#### [Objective]
Copy out all the records below, replacing each "Query" with "Label" and changing nothing else.

#### [Material for the task]

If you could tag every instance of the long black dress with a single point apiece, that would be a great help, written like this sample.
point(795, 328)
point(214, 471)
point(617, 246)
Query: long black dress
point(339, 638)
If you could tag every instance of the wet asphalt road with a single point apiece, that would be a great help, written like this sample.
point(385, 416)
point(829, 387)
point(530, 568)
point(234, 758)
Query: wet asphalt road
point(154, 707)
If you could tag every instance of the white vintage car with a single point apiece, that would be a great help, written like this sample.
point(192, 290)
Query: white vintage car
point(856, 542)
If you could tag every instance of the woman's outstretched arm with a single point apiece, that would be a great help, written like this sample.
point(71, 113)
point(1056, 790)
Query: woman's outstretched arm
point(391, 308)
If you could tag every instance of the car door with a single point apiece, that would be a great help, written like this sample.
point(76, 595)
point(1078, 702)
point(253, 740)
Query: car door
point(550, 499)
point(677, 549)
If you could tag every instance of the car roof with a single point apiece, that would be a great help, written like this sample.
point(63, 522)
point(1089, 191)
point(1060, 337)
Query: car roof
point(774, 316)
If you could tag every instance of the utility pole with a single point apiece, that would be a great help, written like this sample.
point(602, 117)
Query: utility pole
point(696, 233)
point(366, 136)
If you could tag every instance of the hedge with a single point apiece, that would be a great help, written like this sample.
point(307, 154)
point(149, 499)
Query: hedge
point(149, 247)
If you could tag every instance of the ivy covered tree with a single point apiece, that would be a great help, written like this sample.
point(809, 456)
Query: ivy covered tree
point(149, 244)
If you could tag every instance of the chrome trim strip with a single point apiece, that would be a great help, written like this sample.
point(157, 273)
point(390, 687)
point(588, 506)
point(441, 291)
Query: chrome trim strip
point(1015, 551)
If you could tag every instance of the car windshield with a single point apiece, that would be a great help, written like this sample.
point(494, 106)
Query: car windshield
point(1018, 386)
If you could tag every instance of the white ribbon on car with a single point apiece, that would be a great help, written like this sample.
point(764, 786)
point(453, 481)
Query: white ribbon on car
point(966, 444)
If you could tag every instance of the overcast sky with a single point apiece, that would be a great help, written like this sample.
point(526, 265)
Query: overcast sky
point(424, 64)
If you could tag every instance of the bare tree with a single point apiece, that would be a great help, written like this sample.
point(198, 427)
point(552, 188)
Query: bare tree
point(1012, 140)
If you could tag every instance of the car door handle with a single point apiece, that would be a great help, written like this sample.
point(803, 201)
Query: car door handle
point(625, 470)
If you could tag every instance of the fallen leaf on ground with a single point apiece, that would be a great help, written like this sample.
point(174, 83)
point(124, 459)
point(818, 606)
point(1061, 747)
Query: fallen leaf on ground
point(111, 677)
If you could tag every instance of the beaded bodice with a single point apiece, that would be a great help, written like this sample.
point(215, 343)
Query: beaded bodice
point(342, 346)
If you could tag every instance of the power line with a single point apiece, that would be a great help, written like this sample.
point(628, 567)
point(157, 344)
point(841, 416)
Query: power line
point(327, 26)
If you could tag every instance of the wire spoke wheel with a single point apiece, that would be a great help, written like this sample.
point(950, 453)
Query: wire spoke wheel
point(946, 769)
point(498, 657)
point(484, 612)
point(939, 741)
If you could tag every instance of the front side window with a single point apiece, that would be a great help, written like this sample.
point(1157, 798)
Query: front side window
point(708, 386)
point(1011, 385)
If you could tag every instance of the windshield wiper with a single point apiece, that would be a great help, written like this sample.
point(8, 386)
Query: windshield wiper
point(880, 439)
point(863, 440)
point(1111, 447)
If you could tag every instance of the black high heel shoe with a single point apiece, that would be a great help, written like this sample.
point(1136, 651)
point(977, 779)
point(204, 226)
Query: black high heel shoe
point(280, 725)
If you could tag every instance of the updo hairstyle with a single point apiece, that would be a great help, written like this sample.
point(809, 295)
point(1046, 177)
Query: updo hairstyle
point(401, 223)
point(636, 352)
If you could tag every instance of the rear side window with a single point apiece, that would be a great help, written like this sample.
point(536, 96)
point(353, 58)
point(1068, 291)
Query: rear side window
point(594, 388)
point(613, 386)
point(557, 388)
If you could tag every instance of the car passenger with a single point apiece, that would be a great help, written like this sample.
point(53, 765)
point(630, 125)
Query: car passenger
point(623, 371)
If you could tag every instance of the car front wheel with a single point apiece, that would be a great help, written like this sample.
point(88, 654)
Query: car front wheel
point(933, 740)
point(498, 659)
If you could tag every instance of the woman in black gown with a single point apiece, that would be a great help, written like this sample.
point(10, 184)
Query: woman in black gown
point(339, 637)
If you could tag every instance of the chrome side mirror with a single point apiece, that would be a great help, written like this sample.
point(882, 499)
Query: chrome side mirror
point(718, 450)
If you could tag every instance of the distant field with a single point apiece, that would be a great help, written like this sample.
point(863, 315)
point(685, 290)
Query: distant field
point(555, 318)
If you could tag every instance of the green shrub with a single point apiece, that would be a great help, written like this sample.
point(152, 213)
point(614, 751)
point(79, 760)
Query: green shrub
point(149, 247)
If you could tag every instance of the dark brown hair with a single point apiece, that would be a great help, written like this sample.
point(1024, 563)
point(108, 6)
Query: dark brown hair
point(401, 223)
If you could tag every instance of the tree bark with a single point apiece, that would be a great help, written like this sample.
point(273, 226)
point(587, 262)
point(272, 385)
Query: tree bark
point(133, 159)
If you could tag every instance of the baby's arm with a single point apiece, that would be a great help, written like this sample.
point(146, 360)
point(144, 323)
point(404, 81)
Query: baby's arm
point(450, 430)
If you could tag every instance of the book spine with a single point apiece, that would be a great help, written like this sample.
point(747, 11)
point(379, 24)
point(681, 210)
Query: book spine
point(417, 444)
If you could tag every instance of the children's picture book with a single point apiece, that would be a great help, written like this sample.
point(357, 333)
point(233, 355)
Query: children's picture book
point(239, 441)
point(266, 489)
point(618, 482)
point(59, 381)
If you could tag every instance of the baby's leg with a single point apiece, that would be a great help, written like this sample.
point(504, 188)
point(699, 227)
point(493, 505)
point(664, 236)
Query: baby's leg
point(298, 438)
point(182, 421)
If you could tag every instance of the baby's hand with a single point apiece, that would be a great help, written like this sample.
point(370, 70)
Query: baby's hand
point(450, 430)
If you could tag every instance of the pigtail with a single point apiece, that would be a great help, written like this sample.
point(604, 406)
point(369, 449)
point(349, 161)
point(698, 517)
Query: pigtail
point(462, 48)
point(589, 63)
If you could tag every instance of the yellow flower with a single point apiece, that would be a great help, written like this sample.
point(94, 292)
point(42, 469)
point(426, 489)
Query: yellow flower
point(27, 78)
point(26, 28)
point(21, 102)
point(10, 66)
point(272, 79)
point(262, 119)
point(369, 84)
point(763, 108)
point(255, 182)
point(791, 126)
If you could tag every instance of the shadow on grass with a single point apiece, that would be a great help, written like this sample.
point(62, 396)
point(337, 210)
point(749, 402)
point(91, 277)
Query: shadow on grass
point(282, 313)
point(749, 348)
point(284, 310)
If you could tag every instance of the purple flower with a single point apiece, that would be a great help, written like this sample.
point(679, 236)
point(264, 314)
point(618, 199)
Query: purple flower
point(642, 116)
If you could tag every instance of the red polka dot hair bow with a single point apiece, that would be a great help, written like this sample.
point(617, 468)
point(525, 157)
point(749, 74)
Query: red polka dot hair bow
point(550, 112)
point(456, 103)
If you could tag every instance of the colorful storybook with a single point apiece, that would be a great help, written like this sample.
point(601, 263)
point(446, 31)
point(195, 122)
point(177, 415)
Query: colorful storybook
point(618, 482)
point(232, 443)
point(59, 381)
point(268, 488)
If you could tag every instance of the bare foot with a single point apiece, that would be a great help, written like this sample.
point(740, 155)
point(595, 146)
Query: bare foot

#### [Reply to the task]
If you could tag every instance of the long black dress with a single point apiece, that would be a great help, written like this sample.
point(795, 328)
point(214, 471)
point(617, 246)
Label: long black dress
point(339, 638)
If you could tag every instance of the wet asphalt road with a single point apiece, that would be a great help, written like this sample.
point(385, 416)
point(829, 387)
point(530, 568)
point(234, 758)
Label: wet asphalt road
point(154, 707)
If you could tag every instance of the white vintage car with a single point apiece, that would be a great help, written like this sample.
point(192, 290)
Label: white vintage car
point(856, 542)
If you could tag every instance of the woman's outstretched arm with a single point apiece, that would be a great help, written like this sample.
point(71, 113)
point(1056, 790)
Label: woman's outstretched arm
point(391, 308)
If you could tag every instance of the car door with a single point apiece, that would be a great help, written like this sample.
point(76, 595)
point(1078, 702)
point(253, 740)
Label: car door
point(550, 499)
point(677, 549)
If you could tag every instance of the car roof with a single point apiece, that would be a great help, written like this sample.
point(63, 522)
point(1089, 191)
point(1060, 337)
Label: car roof
point(774, 316)
If you could tag every instance of the utility pole with a single point apiece, that would be a great help, written like this sample.
point(602, 117)
Label: utility pole
point(696, 233)
point(366, 136)
If you could tag every instance of the hedge with a single point apiece, that would be a great help, written like this sample.
point(307, 154)
point(149, 499)
Label: hedge
point(149, 247)
If you could tag every instance of the ivy covered tree with a single point apiece, that would be a great help, written like this sample.
point(809, 456)
Label: ivy covered tree
point(149, 244)
If you could tag every instance of the chrome trim strip with a single point apiece, that would be a great help, written like this sample.
point(157, 273)
point(390, 687)
point(588, 506)
point(441, 291)
Label: chrome trim strip
point(1015, 551)
If you could tag every instance of the car windshield with a single point apiece, that would be a great help, written like this sample.
point(494, 106)
Label: car windshield
point(1018, 386)
If you could tag every instance of the white ribbon on car with a single point apiece, that would be a great help, written like this sample.
point(764, 786)
point(453, 481)
Label: white ribbon on car
point(966, 444)
If you could tag every instance of the overcast sky with a single point apiece, that would be a great help, written like this sample.
point(526, 265)
Label: overcast sky
point(424, 64)
If you could tag every instance of the bare tree with a single point apiece, that would be a great help, written like this sample.
point(198, 427)
point(552, 188)
Label: bare tree
point(1012, 140)
If you could tag every instance of the car door handle with a single point apiece, that would be a great help, written like this sample.
point(803, 201)
Label: car door handle
point(625, 470)
If you could tag every instance of the fallen leaf on ground with a single point apiece, that would be a great help, written like this sample.
point(174, 83)
point(124, 459)
point(818, 606)
point(1061, 747)
Label: fallen leaf on ground
point(111, 677)
If you could tag every instance of the beaded bodice with a single point apiece, that would be a great help, written like this sample.
point(215, 343)
Label: beaded bodice
point(342, 346)
If you could tag every instance of the power line with a single point apiece, that would be a great help, written like this sample.
point(628, 567)
point(157, 344)
point(841, 416)
Label: power line
point(327, 26)
If you could tag every instance of the wire spoke wheel with a single point apiece, that would be a great help, written like this sample.
point(950, 453)
Label: wire spoke wheel
point(946, 769)
point(498, 657)
point(484, 612)
point(939, 741)
If you could tag every instance of the front side window with a single point apiece, that would be a great help, written like this sample.
point(1157, 798)
Label: front side window
point(708, 386)
point(1011, 385)
If you could tag every instance of the windshield wiper with a single point apiece, that would be a great help, written like this sample.
point(8, 386)
Label: windshield wiper
point(880, 439)
point(863, 440)
point(1111, 447)
If you could tag every instance of the black high heel shoe with a single point apiece, that would be a great help, written like this sample.
point(1136, 651)
point(977, 779)
point(204, 226)
Label: black high heel shoe
point(280, 725)
If you could tag every instance of the updo hairstyle with a single point apiece, that would be a great help, written like this sample.
point(809, 295)
point(1046, 177)
Label: updo hairstyle
point(401, 223)
point(636, 352)
If you could tag every instance of the rear side window with a single point apiece, that would be a great help, written like this sample.
point(536, 96)
point(353, 58)
point(1068, 291)
Label: rear side window
point(594, 388)
point(613, 386)
point(557, 388)
If you could tag every instance of the car passenger with a single point apiece, that would be a great help, written like this sample.
point(53, 765)
point(630, 125)
Label: car passenger
point(623, 371)
If you could tag every instance of the car front wheel with a single point apiece, that would be a great help, written like this sample.
point(88, 654)
Label: car front wheel
point(933, 740)
point(498, 659)
If you could tag every instance of the woman in black gown with a single point apiece, that would be a great help, written like this sample.
point(10, 184)
Label: woman in black gown
point(339, 637)
If you could tag every instance of the chrome side mirror with a single point apiece, that would be a great help, written like this sample.
point(882, 499)
Label: chrome side mirror
point(718, 450)
If you could tag every instance of the distant field with a single point apiece, that would be a great help, written like this sample.
point(863, 315)
point(685, 290)
Label: distant field
point(555, 318)
If you could tag every instance of the green shrub with a single point apiece, that would be a great help, written like this sample.
point(152, 213)
point(614, 751)
point(79, 760)
Label: green shrub
point(149, 247)
If you could tag every instance of the dark brown hair with a single point apiece, that would be a great help, written like this sample.
point(1024, 563)
point(108, 6)
Label: dark brown hair
point(401, 223)
If you could tag every instance of the tree bark with a single point apiece, that would be a great help, written like this sample.
point(273, 226)
point(587, 262)
point(272, 385)
Label: tree bark
point(133, 159)
If you could tag every instance of the baby's arm with a single point apiece, that would be a great help, written like this sample.
point(146, 360)
point(144, 323)
point(404, 81)
Label: baby's arm
point(450, 430)
If you could tag every instance of the book spine with a single point apiece, that would be a great help, written like this sample.
point(747, 11)
point(379, 24)
point(681, 210)
Label: book spine
point(417, 444)
If you could tag every instance of the children's picture book with a single point apiece, that would be a great help, written like this sample.
point(357, 333)
point(233, 355)
Label: children's picture book
point(239, 441)
point(266, 489)
point(618, 482)
point(59, 381)
If you could tag every instance of the baby's leg with a single point apiece, that would be a great help, written like this sample.
point(504, 188)
point(699, 227)
point(493, 505)
point(664, 236)
Label: baby's leg
point(298, 438)
point(182, 421)
If you could tag every instance of the baby's hand with a single point apiece, that would be a great help, written like this sample.
point(370, 70)
Label: baby's hand
point(450, 430)
If you could tag every instance of the pigtail with a single point apiece, that would be a great help, written like this sample.
point(604, 406)
point(369, 449)
point(349, 161)
point(698, 517)
Label: pigtail
point(462, 48)
point(589, 63)
If you could tag every instance of the yellow flower with a single point apiece, that would be a great help, written like this sample.
point(94, 292)
point(42, 469)
point(426, 489)
Label: yellow flower
point(27, 78)
point(26, 28)
point(21, 102)
point(10, 66)
point(272, 79)
point(262, 119)
point(369, 84)
point(763, 108)
point(255, 182)
point(791, 126)
If you could tag every instance of the shadow on grass with a single point apiece, that would be a great help, written like this sample.
point(62, 396)
point(337, 210)
point(749, 402)
point(91, 277)
Label: shadow on grass
point(282, 313)
point(749, 348)
point(284, 310)
If you could tag every instance of the purple flower with a single point apiece, that would be a great help, written like this sample.
point(679, 236)
point(264, 314)
point(618, 199)
Label: purple flower
point(642, 116)
If you could tag every instance of the red polka dot hair bow with a single point apiece, that would be a great help, written like this sample.
point(617, 468)
point(525, 157)
point(749, 74)
Label: red polka dot hair bow
point(550, 112)
point(456, 103)
If you could tag every instance of the colorful storybook with a single point apiece, that would be a great help, written like this sample.
point(601, 263)
point(446, 31)
point(195, 122)
point(177, 415)
Label: colorful storybook
point(618, 482)
point(232, 443)
point(59, 381)
point(268, 488)
If you could tag every instance of the bare foot with a single point apiece, that would be a great help, written like this sample.
point(740, 155)
point(595, 146)
Label: bare foot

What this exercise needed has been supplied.